● **TASK**: Output the entries exactly as they appear. Pictures should not be included.

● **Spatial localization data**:
* * * * * * * * *
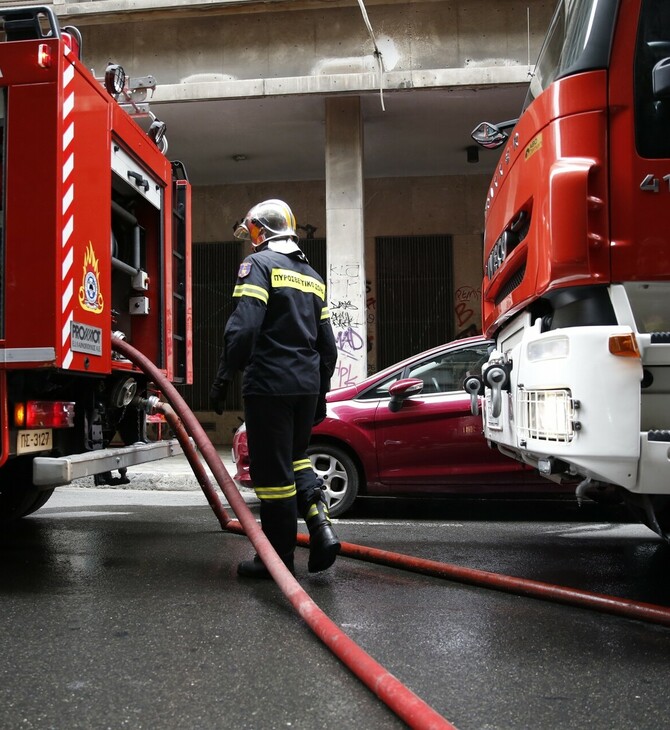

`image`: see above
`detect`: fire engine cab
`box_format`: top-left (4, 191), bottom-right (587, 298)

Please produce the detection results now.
top-left (0, 6), bottom-right (192, 520)
top-left (467, 0), bottom-right (670, 539)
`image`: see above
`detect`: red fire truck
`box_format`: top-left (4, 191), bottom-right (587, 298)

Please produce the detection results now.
top-left (466, 0), bottom-right (670, 538)
top-left (0, 6), bottom-right (192, 520)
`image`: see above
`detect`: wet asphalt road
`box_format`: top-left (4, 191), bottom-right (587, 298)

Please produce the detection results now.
top-left (1, 488), bottom-right (670, 730)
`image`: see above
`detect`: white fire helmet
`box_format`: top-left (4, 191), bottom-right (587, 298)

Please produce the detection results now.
top-left (234, 199), bottom-right (298, 247)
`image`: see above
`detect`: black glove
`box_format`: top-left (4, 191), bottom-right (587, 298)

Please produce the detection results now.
top-left (209, 381), bottom-right (229, 415)
top-left (313, 395), bottom-right (327, 426)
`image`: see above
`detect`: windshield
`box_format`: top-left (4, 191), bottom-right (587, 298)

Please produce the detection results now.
top-left (0, 91), bottom-right (4, 339)
top-left (634, 0), bottom-right (670, 158)
top-left (523, 0), bottom-right (620, 111)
* * * * * * * * *
● **EXERCISE ANSWER**:
`image`: see above
`detect`: fire engine cab
`box_format`: top-left (4, 191), bottom-right (587, 298)

Please produce the detection results now.
top-left (0, 6), bottom-right (192, 520)
top-left (467, 0), bottom-right (670, 539)
`image`: see above
`detect`: red fire truck
`box_format`: top-left (4, 191), bottom-right (587, 298)

Please produce the detection results now.
top-left (466, 0), bottom-right (670, 538)
top-left (0, 6), bottom-right (192, 520)
`image`: see above
`detect`: wet asphalt road
`box_format`: top-left (4, 191), bottom-right (587, 298)

Please produce the detection results now.
top-left (1, 488), bottom-right (670, 730)
`image`: see above
`detect`: white fire helmet
`box_format`: top-left (4, 191), bottom-right (587, 298)

Please produce the detection results now.
top-left (234, 199), bottom-right (298, 247)
`image`: see above
`detect`: black glove
`box_format`: top-left (4, 191), bottom-right (587, 298)

Please produce the detection results now.
top-left (209, 381), bottom-right (229, 415)
top-left (313, 395), bottom-right (327, 426)
`image`: see above
`detect`: windshield
`box_format`: top-left (4, 191), bottom-right (587, 298)

Please produce the detection results now.
top-left (0, 91), bottom-right (4, 339)
top-left (634, 0), bottom-right (670, 158)
top-left (523, 0), bottom-right (620, 111)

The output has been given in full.